> [WHAT YOU SHOULD DO]:
Rename "concrete wall" to "retaining wall" throughout the material below, and keep every other part of the lines the same. Leave the pictures out of your output.

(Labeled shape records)
(begin)
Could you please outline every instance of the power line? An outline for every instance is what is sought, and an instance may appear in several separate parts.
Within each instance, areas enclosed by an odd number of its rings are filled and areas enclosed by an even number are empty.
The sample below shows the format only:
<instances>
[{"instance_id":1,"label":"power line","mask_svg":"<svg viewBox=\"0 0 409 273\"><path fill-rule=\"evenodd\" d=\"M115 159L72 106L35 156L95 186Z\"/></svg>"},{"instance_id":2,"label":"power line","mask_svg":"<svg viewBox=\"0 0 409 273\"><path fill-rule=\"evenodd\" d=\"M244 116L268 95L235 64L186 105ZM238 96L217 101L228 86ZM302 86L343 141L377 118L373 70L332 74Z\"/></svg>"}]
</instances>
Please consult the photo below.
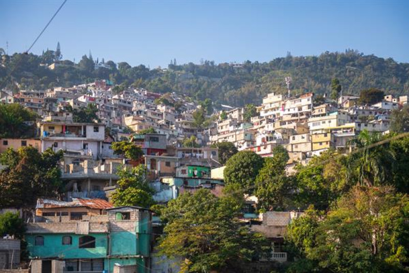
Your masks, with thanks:
<instances>
[{"instance_id":1,"label":"power line","mask_svg":"<svg viewBox=\"0 0 409 273\"><path fill-rule=\"evenodd\" d=\"M27 50L27 51L26 51L26 52L25 52L25 53L28 54L29 53L29 51L30 51L30 50L31 49L31 48L33 47L33 46L34 45L34 44L37 42L37 40L38 40L38 39L40 38L40 36L41 35L41 34L42 34L42 33L44 32L44 31L46 31L46 29L47 28L47 27L49 26L50 24L51 23L51 21L52 21L53 19L54 18L54 17L56 16L56 15L57 15L57 14L58 13L58 12L60 11L60 10L61 10L61 9L62 8L62 6L64 6L64 4L65 4L65 2L67 2L67 0L64 0L64 2L62 2L62 4L61 4L61 6L60 6L60 7L58 8L58 9L57 10L57 11L55 12L55 13L54 13L54 15L53 15L53 17L51 17L51 19L50 19L50 20L48 22L47 24L46 25L46 26L42 29L41 32L40 33L40 34L38 34L38 36L37 36L37 38L36 38L35 40L34 40L34 41L33 41L33 44L31 44L31 46L29 48L29 49Z\"/></svg>"}]
</instances>

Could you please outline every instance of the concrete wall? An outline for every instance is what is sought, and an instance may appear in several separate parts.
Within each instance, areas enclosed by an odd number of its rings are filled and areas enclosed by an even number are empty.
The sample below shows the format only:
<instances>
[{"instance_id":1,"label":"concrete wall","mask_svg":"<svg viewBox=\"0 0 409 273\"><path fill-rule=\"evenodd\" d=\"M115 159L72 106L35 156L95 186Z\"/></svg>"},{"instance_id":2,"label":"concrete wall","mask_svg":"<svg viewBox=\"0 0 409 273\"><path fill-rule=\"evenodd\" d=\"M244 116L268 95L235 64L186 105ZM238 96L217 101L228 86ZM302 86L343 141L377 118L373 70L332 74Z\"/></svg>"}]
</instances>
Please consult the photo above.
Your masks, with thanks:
(end)
> [FINAL ANSWER]:
Could you please outline every instance of the power line? An outline for every instance is what is sought, and an instance may appear in several separate parts.
Within each instance, areas enclosed by an odd number of its rings are filled and areas enclosed by an even number are empty.
The sample below shows the format only:
<instances>
[{"instance_id":1,"label":"power line","mask_svg":"<svg viewBox=\"0 0 409 273\"><path fill-rule=\"evenodd\" d=\"M115 159L72 106L35 156L95 186Z\"/></svg>"},{"instance_id":2,"label":"power line","mask_svg":"<svg viewBox=\"0 0 409 273\"><path fill-rule=\"evenodd\" d=\"M244 116L268 95L235 64L186 105ZM238 96L217 101L228 86ZM302 86L343 141L377 118L373 70L332 74Z\"/></svg>"}]
</instances>
Please consult the photo below.
Your masks, with thanks:
<instances>
[{"instance_id":1,"label":"power line","mask_svg":"<svg viewBox=\"0 0 409 273\"><path fill-rule=\"evenodd\" d=\"M27 50L27 51L26 51L26 52L25 52L25 53L28 54L29 53L29 51L30 51L30 50L31 49L31 48L33 47L33 46L34 45L34 44L37 42L37 40L38 40L38 39L40 38L40 36L41 35L41 34L42 34L42 33L44 32L44 31L46 31L46 29L47 28L47 27L49 26L50 24L51 23L51 21L52 21L53 19L54 18L54 17L56 16L56 15L57 15L57 14L58 13L58 12L60 11L60 10L61 10L61 9L62 8L62 6L64 6L64 4L65 4L65 2L67 2L67 0L64 0L64 2L62 2L62 4L61 4L61 6L60 6L60 7L58 8L58 9L57 10L57 11L55 12L55 13L54 13L54 15L53 15L53 17L51 17L51 19L50 19L50 20L48 22L47 24L46 25L46 26L42 29L41 32L40 33L40 34L38 34L38 36L37 36L37 38L36 38L35 40L34 40L34 41L33 41L33 44L31 44L31 46L29 48L29 49Z\"/></svg>"}]
</instances>

Could you please outline every instance of the retaining wall? An outline for every instance is what is sought, and an instance may appear in several separate parts.
Within each instance, areas enclosed by an odd number of its rings are filled and areas enclosed by an even number are empty.
The sample below shows the format only:
<instances>
[{"instance_id":1,"label":"retaining wall","mask_svg":"<svg viewBox=\"0 0 409 273\"><path fill-rule=\"evenodd\" d=\"M115 159L72 106L35 156L95 186Z\"/></svg>"},{"instance_id":2,"label":"retaining wall","mask_svg":"<svg viewBox=\"0 0 409 273\"><path fill-rule=\"evenodd\" d=\"M244 116L268 95L235 64L186 105ZM238 96L217 101L228 86ZM302 86L343 141L377 118L373 70L332 74Z\"/></svg>"}]
</instances>
Please consult the photo above.
Your masks, with thanks:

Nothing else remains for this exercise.